*SOURCE DATA*:

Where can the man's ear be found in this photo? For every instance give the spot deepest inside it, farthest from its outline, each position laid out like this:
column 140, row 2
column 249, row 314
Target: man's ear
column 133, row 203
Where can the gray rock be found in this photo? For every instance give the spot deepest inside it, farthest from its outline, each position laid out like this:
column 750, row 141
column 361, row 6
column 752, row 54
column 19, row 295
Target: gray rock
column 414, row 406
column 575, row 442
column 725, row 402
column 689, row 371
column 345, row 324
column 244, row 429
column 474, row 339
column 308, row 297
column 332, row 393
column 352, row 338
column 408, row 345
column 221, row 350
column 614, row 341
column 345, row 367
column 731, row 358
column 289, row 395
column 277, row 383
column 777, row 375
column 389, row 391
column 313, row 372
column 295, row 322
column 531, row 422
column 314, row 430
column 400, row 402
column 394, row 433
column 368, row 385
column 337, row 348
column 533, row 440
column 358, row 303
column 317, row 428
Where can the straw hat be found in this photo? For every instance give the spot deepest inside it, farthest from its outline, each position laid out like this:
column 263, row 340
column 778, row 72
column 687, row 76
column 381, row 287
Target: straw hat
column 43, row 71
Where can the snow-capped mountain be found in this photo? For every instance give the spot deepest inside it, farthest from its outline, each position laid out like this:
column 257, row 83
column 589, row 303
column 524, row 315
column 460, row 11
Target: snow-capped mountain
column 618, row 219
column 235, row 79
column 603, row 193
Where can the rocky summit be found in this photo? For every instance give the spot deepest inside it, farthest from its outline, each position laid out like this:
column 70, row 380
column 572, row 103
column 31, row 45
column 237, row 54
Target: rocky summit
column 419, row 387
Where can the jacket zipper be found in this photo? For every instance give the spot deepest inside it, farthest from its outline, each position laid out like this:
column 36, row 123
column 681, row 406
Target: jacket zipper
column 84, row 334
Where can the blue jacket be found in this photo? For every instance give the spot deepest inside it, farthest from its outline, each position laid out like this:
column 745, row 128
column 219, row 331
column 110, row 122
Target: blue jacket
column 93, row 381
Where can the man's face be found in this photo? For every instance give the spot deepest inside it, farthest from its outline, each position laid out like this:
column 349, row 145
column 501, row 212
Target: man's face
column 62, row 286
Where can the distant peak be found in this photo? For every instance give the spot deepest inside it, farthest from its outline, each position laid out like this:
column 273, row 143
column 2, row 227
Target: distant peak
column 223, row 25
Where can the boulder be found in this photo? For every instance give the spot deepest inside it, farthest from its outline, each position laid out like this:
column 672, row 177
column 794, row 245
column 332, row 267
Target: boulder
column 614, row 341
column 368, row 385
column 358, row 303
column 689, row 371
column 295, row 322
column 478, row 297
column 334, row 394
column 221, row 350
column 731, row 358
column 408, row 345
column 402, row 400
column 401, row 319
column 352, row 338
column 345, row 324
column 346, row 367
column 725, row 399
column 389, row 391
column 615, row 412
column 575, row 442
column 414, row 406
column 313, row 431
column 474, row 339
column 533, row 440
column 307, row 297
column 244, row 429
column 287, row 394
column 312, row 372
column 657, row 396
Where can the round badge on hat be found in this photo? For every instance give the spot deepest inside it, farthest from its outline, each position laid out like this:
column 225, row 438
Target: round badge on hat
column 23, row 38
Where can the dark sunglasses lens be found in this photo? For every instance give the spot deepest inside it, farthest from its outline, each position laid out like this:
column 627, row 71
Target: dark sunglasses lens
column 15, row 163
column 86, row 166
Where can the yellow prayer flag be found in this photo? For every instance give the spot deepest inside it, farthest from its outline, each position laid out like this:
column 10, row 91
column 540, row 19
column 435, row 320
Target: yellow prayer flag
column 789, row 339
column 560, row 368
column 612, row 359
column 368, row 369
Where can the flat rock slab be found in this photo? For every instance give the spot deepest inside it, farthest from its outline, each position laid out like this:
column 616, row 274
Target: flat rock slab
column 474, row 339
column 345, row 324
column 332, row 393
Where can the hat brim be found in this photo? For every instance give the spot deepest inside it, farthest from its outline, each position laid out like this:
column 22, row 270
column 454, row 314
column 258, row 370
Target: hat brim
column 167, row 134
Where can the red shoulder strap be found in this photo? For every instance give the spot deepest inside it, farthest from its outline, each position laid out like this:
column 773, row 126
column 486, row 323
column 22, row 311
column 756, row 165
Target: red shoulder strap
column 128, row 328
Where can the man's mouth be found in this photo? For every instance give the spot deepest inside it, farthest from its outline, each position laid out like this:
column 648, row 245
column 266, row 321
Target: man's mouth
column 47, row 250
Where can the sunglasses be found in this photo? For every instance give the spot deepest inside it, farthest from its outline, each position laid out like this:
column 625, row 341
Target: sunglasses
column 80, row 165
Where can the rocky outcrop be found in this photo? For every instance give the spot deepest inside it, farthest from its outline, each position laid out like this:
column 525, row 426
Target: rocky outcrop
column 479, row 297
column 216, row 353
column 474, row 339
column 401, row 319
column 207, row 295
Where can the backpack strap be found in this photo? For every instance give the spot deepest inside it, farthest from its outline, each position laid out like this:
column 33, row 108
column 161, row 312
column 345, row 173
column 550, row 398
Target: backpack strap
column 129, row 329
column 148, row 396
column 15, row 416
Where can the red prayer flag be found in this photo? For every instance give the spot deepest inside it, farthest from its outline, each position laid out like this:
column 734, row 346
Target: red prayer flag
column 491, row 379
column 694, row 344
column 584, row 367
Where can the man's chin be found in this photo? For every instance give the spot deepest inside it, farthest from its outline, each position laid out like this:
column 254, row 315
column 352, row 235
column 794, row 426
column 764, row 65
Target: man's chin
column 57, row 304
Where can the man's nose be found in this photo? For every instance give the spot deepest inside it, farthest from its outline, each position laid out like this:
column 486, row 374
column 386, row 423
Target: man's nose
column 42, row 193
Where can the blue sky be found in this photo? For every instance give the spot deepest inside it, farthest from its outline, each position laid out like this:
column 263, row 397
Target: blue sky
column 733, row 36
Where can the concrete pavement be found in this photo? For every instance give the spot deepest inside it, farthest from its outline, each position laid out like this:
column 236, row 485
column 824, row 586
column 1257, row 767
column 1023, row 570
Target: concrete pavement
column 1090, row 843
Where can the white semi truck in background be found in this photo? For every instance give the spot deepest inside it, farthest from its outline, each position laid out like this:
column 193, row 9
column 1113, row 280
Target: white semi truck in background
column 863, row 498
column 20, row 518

*WHAT YOU WILL DO*: Working from the records above, write out verbatim only the lines from the line containing "Where can the man's nose" through the line containing "column 263, row 397".

*WRITTEN ANSWER*:
Where can the man's nose be found in this photo? For every instance give the spot deepest inside it, farthest from its outline, each position laid out like this:
column 486, row 374
column 386, row 423
Target: man's nose
column 42, row 193
Where can the blue sky be found in this photo? For every instance give the spot deepest inside it, farthest from its outline, each position laid out like this:
column 263, row 397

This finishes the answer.